[Stored data entries]
##########
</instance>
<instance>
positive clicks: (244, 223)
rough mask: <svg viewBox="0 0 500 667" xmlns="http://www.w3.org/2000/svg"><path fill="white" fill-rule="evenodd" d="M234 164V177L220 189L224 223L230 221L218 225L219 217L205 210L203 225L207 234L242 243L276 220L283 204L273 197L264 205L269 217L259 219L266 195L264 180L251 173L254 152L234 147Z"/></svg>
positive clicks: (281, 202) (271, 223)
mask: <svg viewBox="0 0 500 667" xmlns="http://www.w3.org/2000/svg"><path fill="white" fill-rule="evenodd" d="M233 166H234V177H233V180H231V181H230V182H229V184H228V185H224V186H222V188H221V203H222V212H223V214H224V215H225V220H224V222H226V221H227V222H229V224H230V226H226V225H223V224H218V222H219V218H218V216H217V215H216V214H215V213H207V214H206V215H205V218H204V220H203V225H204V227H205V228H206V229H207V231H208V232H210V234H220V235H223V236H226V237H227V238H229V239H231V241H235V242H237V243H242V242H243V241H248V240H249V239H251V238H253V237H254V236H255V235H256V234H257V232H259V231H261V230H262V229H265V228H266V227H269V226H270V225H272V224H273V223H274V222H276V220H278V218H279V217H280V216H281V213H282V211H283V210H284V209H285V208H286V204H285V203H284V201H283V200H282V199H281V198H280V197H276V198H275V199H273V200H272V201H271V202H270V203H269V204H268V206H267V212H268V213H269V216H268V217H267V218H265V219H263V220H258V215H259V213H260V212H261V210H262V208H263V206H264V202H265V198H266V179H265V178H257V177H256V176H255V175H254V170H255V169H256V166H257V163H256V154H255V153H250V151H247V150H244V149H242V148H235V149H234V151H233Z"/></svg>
##########
■ Work to be completed ■
Rewrite all of the data above, changing "rough mask" to "coarse mask" and leaving everything else the same.

■ Reply ■
</instance>
<instance>
positive clicks: (244, 223)
coarse mask: <svg viewBox="0 0 500 667" xmlns="http://www.w3.org/2000/svg"><path fill="white" fill-rule="evenodd" d="M234 164V177L220 189L224 223L230 221L218 225L219 217L205 210L203 225L207 234L242 243L276 220L283 204L273 197L264 205L269 217L259 219L266 195L264 180L251 173L254 152L234 147Z"/></svg>
positive clicks: (281, 202) (271, 223)
mask: <svg viewBox="0 0 500 667" xmlns="http://www.w3.org/2000/svg"><path fill="white" fill-rule="evenodd" d="M233 166H234V177H233V180H231V181H230V182H229V184H228V185H224V186H222V188H221V203H222V212H223V214H224V215H225V220H224V222H226V221H227V222H229V224H230V226H226V225H223V224H218V222H219V218H218V216H217V215H216V214H215V213H207V214H206V215H205V218H204V220H203V225H204V227H205V228H206V229H207V231H208V232H210V234H220V235H223V236H226V237H227V238H229V239H231V241H235V242H237V243H242V242H243V241H248V240H249V239H251V238H253V237H254V236H255V235H256V234H257V232H259V231H261V230H262V229H265V228H266V227H269V226H270V225H272V224H273V223H274V222H276V220H278V218H279V217H280V216H281V213H282V211H283V210H284V209H285V208H286V204H285V203H284V201H283V200H282V199H281V198H280V197H276V198H275V199H273V200H272V201H271V202H270V203H269V204H268V206H267V212H268V213H269V216H268V217H267V218H265V219H263V220H258V215H259V213H260V212H261V210H262V208H263V206H264V202H265V198H266V179H265V178H257V177H256V176H255V175H254V170H255V169H256V166H257V163H256V154H255V153H250V151H247V150H244V149H242V148H235V149H234V151H233Z"/></svg>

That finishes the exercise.